Data excerpts:
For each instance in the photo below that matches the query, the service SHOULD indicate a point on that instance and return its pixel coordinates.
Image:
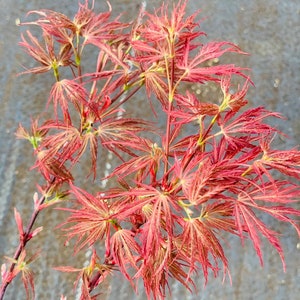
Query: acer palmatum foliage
(180, 186)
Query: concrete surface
(269, 30)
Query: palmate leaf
(124, 251)
(198, 244)
(249, 201)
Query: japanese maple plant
(192, 170)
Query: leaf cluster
(209, 169)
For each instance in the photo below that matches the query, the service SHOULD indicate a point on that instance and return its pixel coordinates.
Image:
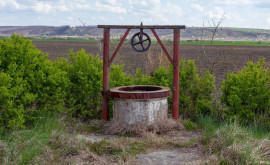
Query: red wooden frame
(108, 61)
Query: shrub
(195, 92)
(85, 76)
(29, 83)
(247, 93)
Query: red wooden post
(106, 54)
(176, 60)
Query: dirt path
(184, 149)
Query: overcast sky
(238, 13)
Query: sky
(238, 13)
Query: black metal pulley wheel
(140, 42)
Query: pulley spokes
(140, 41)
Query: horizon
(192, 13)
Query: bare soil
(218, 59)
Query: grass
(23, 146)
(228, 43)
(49, 141)
(234, 143)
(206, 42)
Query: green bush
(85, 76)
(195, 92)
(29, 83)
(247, 92)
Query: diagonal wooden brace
(162, 46)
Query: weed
(234, 143)
(23, 146)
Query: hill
(224, 33)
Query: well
(139, 105)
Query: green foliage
(234, 143)
(189, 125)
(195, 92)
(247, 93)
(85, 76)
(29, 83)
(25, 145)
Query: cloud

• Exercise requirements: A verbatim copy of all the records, minus the pictures, is the expected answer.

• Written response:
For each instance in the photo below that matches the query, the service SHOULD indicate a point on that instance and return its pixel coordinates.
Image:
Query: acer palmatum foliage
(180, 186)
Query: concrete surface
(269, 30)
Query: palmate leaf
(124, 251)
(198, 244)
(249, 201)
Query: japanese maple plant
(192, 170)
Query: leaf cluster
(209, 169)
For each instance in the photo below that matches the query, the service SHOULD indicate a point on that instance and return its pixel coordinates.
Image:
Query: red wooden frame
(108, 61)
Query: shrub
(195, 92)
(85, 76)
(29, 83)
(247, 93)
Query: red wooden post
(106, 54)
(176, 60)
Query: dirt path
(184, 149)
Query: overcast sky
(238, 13)
Query: sky
(238, 13)
Query: black metal pulley wheel
(140, 42)
Query: pulley spokes
(140, 41)
Query: horizon
(192, 13)
Query: bare soil
(218, 59)
Query: grass
(23, 146)
(228, 43)
(49, 141)
(234, 143)
(206, 42)
Query: green bush
(85, 76)
(195, 92)
(29, 83)
(247, 92)
Query: diagonal wooden brace
(162, 46)
Query: weed
(234, 143)
(23, 146)
Query: hill
(224, 33)
Query: well
(139, 105)
Query: green foliage
(234, 143)
(189, 125)
(195, 92)
(247, 93)
(85, 76)
(29, 83)
(25, 145)
Query: cloud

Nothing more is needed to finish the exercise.